● **Problem description**
All lines of the data shown below should be output exactly as they stand.

● **Source material**
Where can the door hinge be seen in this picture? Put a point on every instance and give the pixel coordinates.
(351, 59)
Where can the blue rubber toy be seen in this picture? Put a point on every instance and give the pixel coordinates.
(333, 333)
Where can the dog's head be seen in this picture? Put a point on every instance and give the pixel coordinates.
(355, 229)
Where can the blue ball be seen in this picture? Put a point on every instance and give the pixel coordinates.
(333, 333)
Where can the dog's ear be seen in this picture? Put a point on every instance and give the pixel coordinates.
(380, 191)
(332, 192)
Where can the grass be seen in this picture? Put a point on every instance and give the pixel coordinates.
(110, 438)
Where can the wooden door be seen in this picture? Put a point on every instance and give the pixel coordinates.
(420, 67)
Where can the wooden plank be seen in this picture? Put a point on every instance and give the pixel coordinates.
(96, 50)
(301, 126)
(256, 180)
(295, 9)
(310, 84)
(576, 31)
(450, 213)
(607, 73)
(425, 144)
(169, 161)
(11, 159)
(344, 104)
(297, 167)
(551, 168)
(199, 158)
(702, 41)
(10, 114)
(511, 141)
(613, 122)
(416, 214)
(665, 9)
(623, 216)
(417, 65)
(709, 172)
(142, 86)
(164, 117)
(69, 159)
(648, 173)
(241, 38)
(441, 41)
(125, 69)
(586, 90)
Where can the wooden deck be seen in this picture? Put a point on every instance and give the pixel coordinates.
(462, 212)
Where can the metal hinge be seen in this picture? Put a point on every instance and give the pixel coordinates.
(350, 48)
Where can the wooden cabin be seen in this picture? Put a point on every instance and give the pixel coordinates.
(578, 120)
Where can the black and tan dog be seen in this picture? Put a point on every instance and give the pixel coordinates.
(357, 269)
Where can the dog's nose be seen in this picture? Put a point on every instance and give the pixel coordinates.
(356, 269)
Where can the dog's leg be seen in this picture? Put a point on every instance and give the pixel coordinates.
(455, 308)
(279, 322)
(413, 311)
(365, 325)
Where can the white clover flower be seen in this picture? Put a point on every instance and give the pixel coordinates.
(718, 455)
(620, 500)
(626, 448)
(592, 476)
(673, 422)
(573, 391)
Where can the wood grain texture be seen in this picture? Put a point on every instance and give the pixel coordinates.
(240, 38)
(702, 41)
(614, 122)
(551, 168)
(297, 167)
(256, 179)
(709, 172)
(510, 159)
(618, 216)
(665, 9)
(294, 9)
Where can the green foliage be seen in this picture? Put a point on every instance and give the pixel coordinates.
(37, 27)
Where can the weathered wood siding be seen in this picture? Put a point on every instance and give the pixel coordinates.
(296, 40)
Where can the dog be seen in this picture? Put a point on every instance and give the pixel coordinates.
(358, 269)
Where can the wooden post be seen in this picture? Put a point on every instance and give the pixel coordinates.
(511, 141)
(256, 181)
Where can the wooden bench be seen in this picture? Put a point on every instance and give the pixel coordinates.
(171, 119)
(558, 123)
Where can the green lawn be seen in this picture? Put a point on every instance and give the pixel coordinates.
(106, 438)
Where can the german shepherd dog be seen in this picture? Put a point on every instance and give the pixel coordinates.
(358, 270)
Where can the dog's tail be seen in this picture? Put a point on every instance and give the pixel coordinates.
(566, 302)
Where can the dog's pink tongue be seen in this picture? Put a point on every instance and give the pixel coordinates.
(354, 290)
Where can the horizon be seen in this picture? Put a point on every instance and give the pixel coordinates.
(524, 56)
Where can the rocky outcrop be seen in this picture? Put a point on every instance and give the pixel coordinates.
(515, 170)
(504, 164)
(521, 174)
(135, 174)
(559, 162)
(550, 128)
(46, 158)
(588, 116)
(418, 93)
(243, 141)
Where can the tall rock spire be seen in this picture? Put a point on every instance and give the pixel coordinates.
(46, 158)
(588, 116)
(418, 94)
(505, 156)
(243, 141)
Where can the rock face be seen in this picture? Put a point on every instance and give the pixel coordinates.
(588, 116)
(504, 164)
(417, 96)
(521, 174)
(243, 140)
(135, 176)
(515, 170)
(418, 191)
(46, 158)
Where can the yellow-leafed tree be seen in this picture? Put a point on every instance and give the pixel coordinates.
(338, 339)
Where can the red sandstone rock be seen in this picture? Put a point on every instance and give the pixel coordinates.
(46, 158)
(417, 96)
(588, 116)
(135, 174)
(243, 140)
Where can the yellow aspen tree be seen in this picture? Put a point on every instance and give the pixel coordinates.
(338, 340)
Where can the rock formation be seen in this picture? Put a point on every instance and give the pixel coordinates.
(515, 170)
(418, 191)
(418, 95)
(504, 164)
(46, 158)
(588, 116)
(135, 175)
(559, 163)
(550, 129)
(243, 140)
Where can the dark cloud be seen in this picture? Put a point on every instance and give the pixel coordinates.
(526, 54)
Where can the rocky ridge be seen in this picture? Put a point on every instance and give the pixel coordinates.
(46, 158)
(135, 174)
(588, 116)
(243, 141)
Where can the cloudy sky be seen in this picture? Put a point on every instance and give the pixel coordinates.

● **Task solution**
Where can the door hinge be seen in this picture? Put a point on every instance and give the pixel coordinates.
(351, 59)
Where can the blue rubber toy be seen in this picture? Put a point on every instance and give the pixel coordinates.
(333, 333)
Where can the dog's head be seen in this picture? Put a point on every instance and give the pixel coordinates.
(355, 229)
Where can the blue ball be seen in this picture? Put a point on every instance and give the pixel coordinates.
(333, 333)
Where can the dog's ear be seen in this picture? Put a point on every instance and give the pixel coordinates.
(380, 191)
(332, 192)
Where can the grass be seen in this picture? Put a point on every instance and give the pixel coordinates.
(110, 438)
Where can the wooden door be seen in this picture? Put a point on every instance and give the pixel coordinates.
(420, 67)
Where can the wooden plank be seen in this picture? Put a point on every instance and give the pixel coordinates.
(96, 50)
(301, 126)
(256, 180)
(295, 9)
(310, 84)
(576, 31)
(450, 213)
(607, 73)
(425, 144)
(169, 161)
(11, 159)
(344, 104)
(297, 167)
(551, 168)
(199, 158)
(702, 41)
(10, 114)
(511, 141)
(613, 122)
(416, 214)
(665, 9)
(623, 216)
(417, 65)
(709, 172)
(142, 86)
(164, 117)
(69, 159)
(648, 173)
(241, 38)
(441, 41)
(125, 69)
(586, 90)
Where can the wooden deck be seen in this picture? Put a point on every instance and give the pixel coordinates.
(462, 212)
Where can the metal hinge be seen in this picture? Put a point on every instance and give the pixel coordinates.
(350, 48)
Where can the wooden cabin be seen in this picture? Put a point on every instance and give the pixel coordinates.
(578, 120)
Where can the black and tan dog be seen in this picture? Put a point on every instance and give the pixel coordinates.
(357, 269)
Where can the dog's nose be seen in this picture? Put a point on every instance and give the pixel coordinates.
(356, 269)
Where can the dog's leg be seen in this picture? Put a point on every instance and give the pixel coordinates.
(455, 308)
(279, 322)
(413, 311)
(365, 325)
Where can the white clover flower be seen in this picture? Put a point on every instance and give the pixel coordinates.
(718, 455)
(620, 500)
(626, 448)
(592, 476)
(673, 422)
(573, 391)
Where can the wood grain texture be seen in this picture? Put a point on every instance and give the pixel coordinates.
(240, 38)
(702, 41)
(614, 122)
(551, 168)
(297, 167)
(256, 179)
(709, 172)
(510, 159)
(618, 216)
(665, 9)
(294, 9)
Where can the green foliage be seen in this picture? Put a point on every instance and give the pixel coordinates.
(37, 27)
Where can the weathered wood siding be seen in this picture? Put a point on every instance and give the pixel coordinates.
(296, 40)
Where can the dog be seen in this picture? Put a point on every instance and give the pixel coordinates.
(358, 269)
Where can the wooden post be seen in this picture? Put a point on every instance and give the pixel coordinates.
(511, 141)
(256, 181)
Where can the wooden bench be seen in this picture? Put a point on every instance and give the pixel coordinates.
(171, 119)
(558, 123)
Where can the green lawn be seen in this picture? Put a point on every instance and give the pixel coordinates.
(106, 438)
Where can the german shepherd dog be seen in this picture? Put a point on every instance and give the pixel coordinates.
(358, 270)
Where can the dog's tail be seen in this picture? Put a point on every instance and give the pixel coordinates.
(566, 302)
Where can the dog's pink tongue be seen in this picture? Put a point on every instance and give the pixel coordinates.
(354, 290)
Where can the horizon be seen in this picture? Put a point on every instance and give the pixel coordinates.
(524, 56)
Where can the rocky outcrop be seen in this picture? Put a point on every instance and give the pixel coordinates.
(515, 170)
(504, 164)
(521, 174)
(135, 174)
(559, 162)
(550, 128)
(46, 158)
(588, 116)
(418, 93)
(243, 141)
Where can the tall rock spire be seen in this picture? Put a point on every instance and give the pixel coordinates.
(46, 158)
(588, 116)
(418, 94)
(505, 156)
(243, 141)
Where can the rock face be seen in this picture? Put a point on every instance and give the pixel coordinates.
(588, 116)
(504, 164)
(417, 96)
(521, 174)
(243, 140)
(135, 176)
(515, 170)
(418, 191)
(46, 158)
Where can the yellow-leafed tree be seen in this picture? Put a point on every instance and give the pixel coordinates.
(338, 339)
Where can the red sandstone rock be seen in this picture? Put a point on every instance and give the pixel coordinates.
(46, 158)
(417, 96)
(588, 116)
(135, 174)
(243, 140)
Where can the yellow aspen tree be seen in this picture? Put a point on every instance and give the pixel coordinates.
(338, 340)
Where can the rock formation be seen in this picture? Put a point on every instance and give the pixel coordinates.
(515, 170)
(418, 191)
(418, 95)
(504, 164)
(46, 158)
(588, 116)
(135, 175)
(559, 163)
(550, 129)
(243, 140)
Where can the dark cloud be seen in this picture? Put a point on every instance and give the pixel coordinates.
(526, 54)
Where can the rocky ridge be seen in this picture? Put a point on every instance and give the pixel coordinates.
(46, 158)
(135, 174)
(588, 116)
(243, 141)
Where can the cloudy sky be seen in this picture? Put a point on every instance and give the pixel coordinates.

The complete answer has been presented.